*Problem A*
According to the post about Darwin's theory of evolution, what did people in Darwin's day know nothing of?
*Problem B*
Retype the post about Darwin's theory of evolution from "I don't think" to "the details anyway.".

───── Given text ─────

I don't think it's worth burning anyone at the stake for either. Some may seriously question my sanity for even indulging SNE by discussing it with him. Obviously, there is no proof that matters to him. He seems incapable of grasping the details anyway.
Shultbear56, with regard to trying to convince someone, let me just say that there is no proof out there that can conclusively prove why life is here on earth. It's always the goal of science to explain things. In fact science can accurately be described as an undertaking to find out the "cause" of something, which involves the mechanism by which something happened. With regard to science, we are just not at a point where science can explain how life showed up on this planet. We can only know what didn't happen when you disprove a theory.
There is no short answer of why I know evolution as envisioned by Darwin can't be the real answer to the problem. In Darwin's day they knew nothing of DNA, they only crudely understood the cell and had no knowledge of microbiology. His theory emerged at a time when cellular and microbiological science was just really getting started. Coincidentally, right about the same time was when the roots of secularism were forming. It was that coincidence that made his theory even that more popular. While not immediately accepted as a scientific theory, it quickly became a very popular philosophical explanation for why God wasn't needed any more. It gave the perfect excuse for God. So the adoption was as much philosophical as it was scientific.
The only modern analogy that can be made is the global warming theory. It is a really bad theory and virtually unsubstantiated except by what we now know is a bunch of bogus science. Have you ever wondered why so many latched on to it? It was because it meshed conveniently with the political philosophies of the left, who just happen to represent the majority of the mainstream press. So it took off and got traction not because it was a good scientific theory but because it meshed conveniently with the philosophy of the day. Evolution is really no different.

───── Recorded data ─────

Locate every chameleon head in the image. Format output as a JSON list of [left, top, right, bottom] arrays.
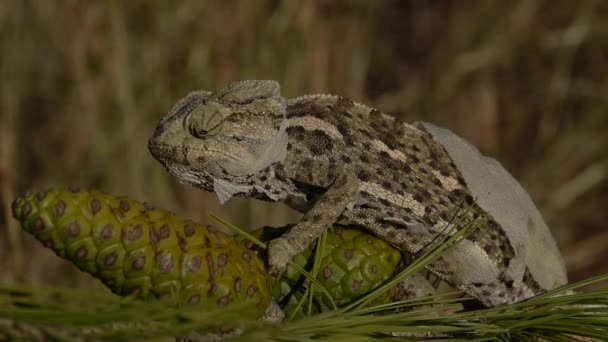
[[148, 81, 287, 192]]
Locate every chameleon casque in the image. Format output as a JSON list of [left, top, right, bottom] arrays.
[[148, 81, 567, 306]]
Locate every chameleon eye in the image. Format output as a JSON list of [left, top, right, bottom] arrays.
[[184, 106, 224, 139]]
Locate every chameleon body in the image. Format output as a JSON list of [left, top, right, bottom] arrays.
[[148, 81, 567, 306]]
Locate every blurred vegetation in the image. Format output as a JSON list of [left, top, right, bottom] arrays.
[[0, 0, 608, 289]]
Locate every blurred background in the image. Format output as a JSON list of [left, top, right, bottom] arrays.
[[0, 0, 608, 289]]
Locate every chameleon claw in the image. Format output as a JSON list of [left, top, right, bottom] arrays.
[[268, 238, 292, 277]]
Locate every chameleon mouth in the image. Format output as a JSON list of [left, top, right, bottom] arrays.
[[148, 137, 187, 167]]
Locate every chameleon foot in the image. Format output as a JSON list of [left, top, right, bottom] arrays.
[[268, 238, 295, 277]]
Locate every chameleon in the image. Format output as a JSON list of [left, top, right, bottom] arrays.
[[148, 80, 567, 307]]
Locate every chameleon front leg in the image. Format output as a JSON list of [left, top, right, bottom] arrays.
[[268, 174, 358, 275]]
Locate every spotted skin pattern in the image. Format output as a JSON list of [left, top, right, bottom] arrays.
[[148, 81, 563, 306]]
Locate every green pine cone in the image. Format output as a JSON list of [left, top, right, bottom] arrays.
[[247, 226, 402, 314], [13, 190, 408, 313], [13, 190, 273, 312]]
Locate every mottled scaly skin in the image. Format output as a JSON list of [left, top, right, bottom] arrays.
[[149, 81, 560, 306]]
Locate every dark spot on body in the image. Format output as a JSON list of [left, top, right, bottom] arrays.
[[68, 221, 80, 238], [382, 181, 393, 190], [36, 191, 46, 202], [76, 246, 89, 259], [103, 252, 118, 267], [34, 217, 45, 231], [323, 266, 333, 279], [344, 248, 354, 259], [242, 252, 251, 264], [131, 255, 146, 271], [188, 255, 201, 273], [21, 202, 32, 216], [232, 277, 241, 293], [118, 199, 131, 213], [158, 255, 173, 274], [158, 223, 171, 240], [357, 170, 370, 182], [217, 253, 228, 268], [127, 224, 144, 241], [188, 294, 201, 304], [184, 223, 194, 237], [99, 223, 114, 241], [91, 198, 101, 216], [54, 200, 65, 218]]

─────

*Expected output A*
They knew nothing of DNA.

*Expected output B*
I don't think it's worth burning anyone at the stake for either. Some may seriously question my sanity for even indulging SNE by discussing it with him. Obviously, there is no proof that matters to him. He seems incapable of grasping the details anyway.